* Task objective *
Print every one of the rows below word for word, with no changes.
# # # # #
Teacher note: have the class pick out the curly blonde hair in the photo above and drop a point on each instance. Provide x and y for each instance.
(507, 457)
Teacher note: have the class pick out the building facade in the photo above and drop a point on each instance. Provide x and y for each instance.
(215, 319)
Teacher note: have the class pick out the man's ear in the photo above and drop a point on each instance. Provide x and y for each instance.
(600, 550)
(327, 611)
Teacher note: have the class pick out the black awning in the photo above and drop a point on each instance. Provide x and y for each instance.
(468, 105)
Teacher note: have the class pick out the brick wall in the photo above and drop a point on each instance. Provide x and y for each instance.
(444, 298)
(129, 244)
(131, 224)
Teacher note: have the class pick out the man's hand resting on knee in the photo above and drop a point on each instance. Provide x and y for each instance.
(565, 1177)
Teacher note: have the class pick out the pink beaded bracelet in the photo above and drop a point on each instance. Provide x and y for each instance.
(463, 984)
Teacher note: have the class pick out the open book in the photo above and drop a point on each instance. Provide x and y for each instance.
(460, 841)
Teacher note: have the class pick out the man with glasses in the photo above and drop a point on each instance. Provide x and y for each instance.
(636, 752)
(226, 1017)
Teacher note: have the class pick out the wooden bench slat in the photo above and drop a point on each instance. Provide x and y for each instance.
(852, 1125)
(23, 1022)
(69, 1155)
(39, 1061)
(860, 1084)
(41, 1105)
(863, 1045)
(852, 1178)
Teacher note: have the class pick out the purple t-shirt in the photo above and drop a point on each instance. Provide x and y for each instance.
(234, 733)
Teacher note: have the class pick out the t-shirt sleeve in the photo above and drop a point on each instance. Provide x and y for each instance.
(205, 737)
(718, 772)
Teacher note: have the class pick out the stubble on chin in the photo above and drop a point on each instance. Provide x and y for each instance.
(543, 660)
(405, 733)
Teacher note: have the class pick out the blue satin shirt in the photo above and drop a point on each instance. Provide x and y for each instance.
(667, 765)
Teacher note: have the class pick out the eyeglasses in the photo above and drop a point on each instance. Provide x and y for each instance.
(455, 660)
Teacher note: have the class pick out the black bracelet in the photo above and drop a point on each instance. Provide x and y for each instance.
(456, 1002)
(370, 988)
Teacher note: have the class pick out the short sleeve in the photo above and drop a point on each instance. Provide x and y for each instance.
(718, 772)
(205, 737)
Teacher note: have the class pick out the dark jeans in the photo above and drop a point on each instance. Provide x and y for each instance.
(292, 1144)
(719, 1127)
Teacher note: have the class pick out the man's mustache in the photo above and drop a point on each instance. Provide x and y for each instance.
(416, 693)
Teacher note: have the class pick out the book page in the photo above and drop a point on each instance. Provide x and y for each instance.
# # # # #
* Finished answer *
Teacher note: have the class pick out the curly blonde hair in the photo above and drop a point on each instance. Provide x and y for each instance.
(507, 457)
Teacher note: have the class pick out the building facade in the photo above and drop a point on each instance. Provide x and y for each instance.
(215, 319)
Teacher note: have the class pick out the man's ear in the photo above and drop a point on each instance. Provide x and y for each instance.
(600, 550)
(327, 611)
Teacher note: have the class pick out the black awning in the photo above and drop a point on each instance. Provide x and y for each instance.
(468, 105)
Teacher note: have the class pick out the brick wall in the photo above and drop a point on each instance. Provide x and y for each instance.
(444, 298)
(129, 244)
(131, 224)
Teacher note: have the class pick out the man's hand resting on knee in the photo above and drop a point on each instance. Provide x and y for each instance.
(565, 1177)
Teacher note: have the class pick out the pink beaded bracelet in the photo above and drop a point on each instance. Provide x and y for each instance.
(463, 984)
Teacher note: have the class pick out the open book in the photo above and drop a point on each instance. Provide x and y for each instance.
(460, 841)
Teacher note: have the class pick out the man with glasses in the photo above and drop a point on each instance. Provide x and y for each instance.
(636, 752)
(226, 1017)
Teacher note: have the class pick out the wooden bench slat in the photo above and drop a point on each instance. Provide x and y for each instance.
(852, 1125)
(23, 1022)
(69, 1155)
(39, 1061)
(860, 1084)
(41, 1105)
(863, 1045)
(852, 1178)
Teacher note: have the class pick out the purple t-shirt in the photo above and drop a point on each instance. Provide x and y for each instance.
(234, 733)
Teacher note: have the class pick out the t-shirt sleeve in the photo above and drop a point on each instance. Provide x and y for each instance.
(205, 737)
(718, 772)
Teacher note: have the class pick out the stubble on chin in the photo above and drop a point on each instance. Provide x and y for each instance.
(543, 660)
(405, 733)
Teacher note: have the class pick out the blue satin shirt in the photo above and drop a point on each instance. Provide x and y for each instance.
(667, 765)
Teacher note: have the class pick out the eyeglasses in the photo above and drop a point on each instance. Provide x and y for each instance.
(455, 660)
Teacher note: have the class pick out the black bracelet in the photo above and drop a point on each instance. Provide x and y for each instance.
(456, 1002)
(370, 988)
Teacher note: have the class pick out the short sleeve in the photo above and drop a point on each instance. Provide x and y for each instance.
(718, 772)
(205, 737)
Teacher note: have the class pick out the dark jeans in the photo above and drop a point on each instance. Provide x and y for each instance.
(292, 1144)
(719, 1127)
Teacher note: have the class pick out the man's mustache in the photo above and drop a point on each instance. Provide x and y for each instance.
(416, 693)
Teacher note: have the class pick out the book page in the photo above and drop a point on each instance. Provide x and y for each instance.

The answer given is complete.